*AIM:* Rewrite the items below as a Markdown table with two columns, No. and Text, giving each line its own numbered row. Skip blank lines, and leave the pictures out.

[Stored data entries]
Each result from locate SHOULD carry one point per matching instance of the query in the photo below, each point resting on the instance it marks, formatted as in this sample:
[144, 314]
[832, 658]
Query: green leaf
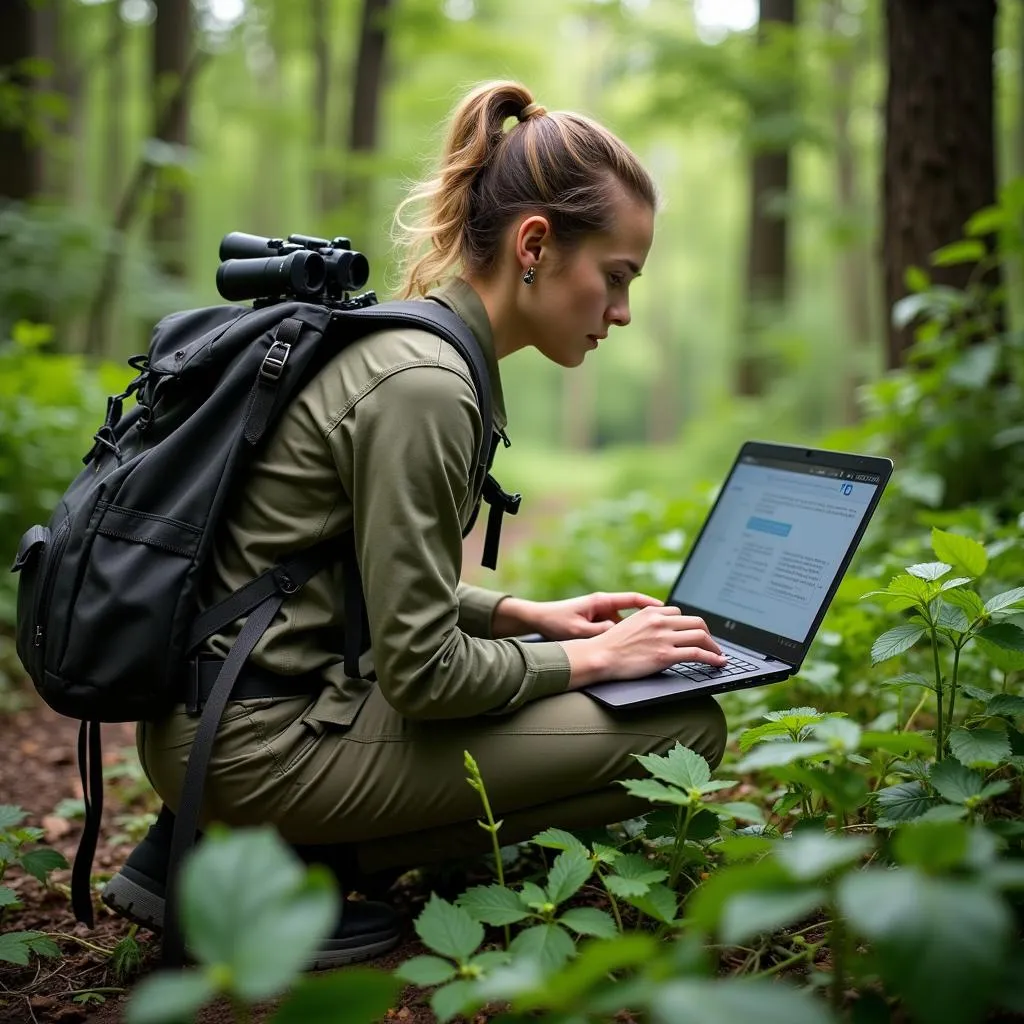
[940, 943]
[425, 971]
[1006, 704]
[934, 846]
[1006, 635]
[681, 767]
[963, 553]
[656, 793]
[43, 946]
[14, 947]
[929, 570]
[909, 679]
[698, 1000]
[903, 802]
[493, 904]
[1008, 599]
[954, 782]
[772, 755]
[449, 930]
[249, 903]
[169, 996]
[569, 871]
[10, 816]
[605, 854]
[39, 863]
[532, 895]
[809, 856]
[365, 993]
[748, 914]
[557, 839]
[967, 600]
[1003, 658]
[589, 921]
[658, 902]
[966, 251]
[979, 747]
[453, 999]
[896, 641]
[549, 944]
[916, 279]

*SOLUTION:*
| No. | Text |
|---|---|
| 1 | Each result from locate SHOULD carry one point per matching instance of the query in the photo below, each point resting on the instance it marks, formatted as in this sample: |
| 2 | [144, 314] |
| 3 | [832, 658] |
| 4 | Query: green leaf |
| 5 | [940, 943] |
| 6 | [425, 971] |
| 7 | [1006, 704] |
| 8 | [934, 846] |
| 9 | [1006, 635] |
| 10 | [681, 767] |
| 11 | [963, 553] |
| 12 | [656, 793] |
| 13 | [43, 946] |
| 14 | [14, 947] |
| 15 | [929, 570] |
| 16 | [909, 679] |
| 17 | [698, 1000] |
| 18 | [903, 802] |
| 19 | [493, 904] |
| 20 | [1008, 599] |
| 21 | [954, 782] |
| 22 | [772, 755] |
| 23 | [449, 930] |
| 24 | [249, 903] |
| 25 | [169, 996] |
| 26 | [569, 871] |
| 27 | [10, 816] |
| 28 | [605, 854] |
| 29 | [39, 863] |
| 30 | [532, 895] |
| 31 | [809, 856] |
| 32 | [365, 993] |
| 33 | [748, 914] |
| 34 | [557, 839] |
| 35 | [967, 600] |
| 36 | [1003, 658] |
| 37 | [589, 921] |
| 38 | [658, 902] |
| 39 | [966, 251] |
| 40 | [979, 747] |
| 41 | [453, 999] |
| 42 | [896, 641] |
| 43 | [549, 944] |
| 44 | [916, 279] |